• **TASK STATEMENT**: Reproduce the data below verbatim, leaving out the pictures.

Stored data entries
::::::::::

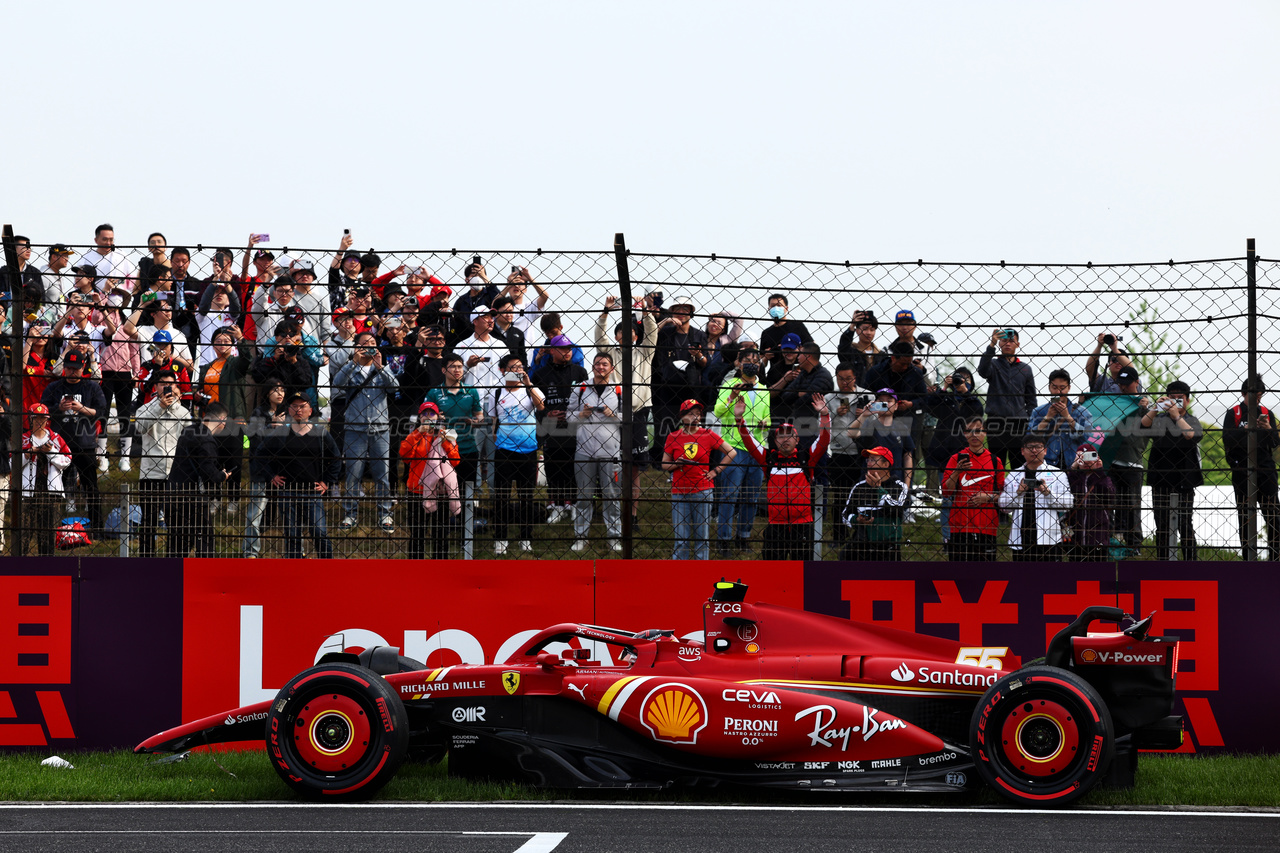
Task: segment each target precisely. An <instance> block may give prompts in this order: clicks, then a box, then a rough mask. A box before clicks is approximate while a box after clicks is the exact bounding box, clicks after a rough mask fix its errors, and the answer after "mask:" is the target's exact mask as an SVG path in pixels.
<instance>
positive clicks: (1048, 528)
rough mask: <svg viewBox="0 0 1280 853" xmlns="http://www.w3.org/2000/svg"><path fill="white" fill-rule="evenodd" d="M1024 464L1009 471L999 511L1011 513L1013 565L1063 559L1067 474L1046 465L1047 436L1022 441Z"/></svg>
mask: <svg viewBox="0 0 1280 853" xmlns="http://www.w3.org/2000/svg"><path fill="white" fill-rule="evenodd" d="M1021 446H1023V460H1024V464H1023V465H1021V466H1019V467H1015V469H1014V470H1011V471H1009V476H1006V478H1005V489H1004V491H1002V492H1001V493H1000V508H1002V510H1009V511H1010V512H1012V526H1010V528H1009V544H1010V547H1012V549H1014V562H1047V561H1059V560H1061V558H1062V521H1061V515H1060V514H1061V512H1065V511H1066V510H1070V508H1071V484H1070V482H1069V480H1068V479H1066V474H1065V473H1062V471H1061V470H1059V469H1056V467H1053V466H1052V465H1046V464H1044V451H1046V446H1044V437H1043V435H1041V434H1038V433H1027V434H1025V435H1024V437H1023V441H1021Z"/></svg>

::::::::::

• **RESULT BELOW**:
Task: segment each target precisely. An <instance> block may give prompts in this order: clicks, then a box, then a rough mask. A box before clicks is approximate while a box after clicks is the exact bounding box, clicks after a rough mask fix its errors, and the answer after "mask:" is the target's exact mask as an SVG path in pixels.
<instance>
positive clicks: (1048, 528)
rough mask: <svg viewBox="0 0 1280 853" xmlns="http://www.w3.org/2000/svg"><path fill="white" fill-rule="evenodd" d="M1024 464L1009 471L999 511L1011 513L1013 565L1063 559L1067 474L1046 465L1047 436L1022 441Z"/></svg>
mask: <svg viewBox="0 0 1280 853" xmlns="http://www.w3.org/2000/svg"><path fill="white" fill-rule="evenodd" d="M1021 446H1023V460H1024V464H1023V465H1021V466H1019V467H1015V469H1014V470H1011V471H1009V476H1006V478H1005V489H1004V491H1002V492H1001V493H1000V508H1002V510H1009V511H1010V512H1012V526H1010V528H1009V544H1010V547H1012V549H1014V562H1047V561H1059V560H1061V558H1062V521H1061V515H1060V514H1061V512H1065V511H1066V510H1070V508H1071V484H1070V482H1069V480H1068V479H1066V474H1065V473H1062V471H1061V470H1059V469H1056V467H1053V466H1052V465H1046V464H1044V451H1046V446H1044V437H1043V435H1041V434H1038V433H1027V434H1025V435H1024V437H1023V441H1021Z"/></svg>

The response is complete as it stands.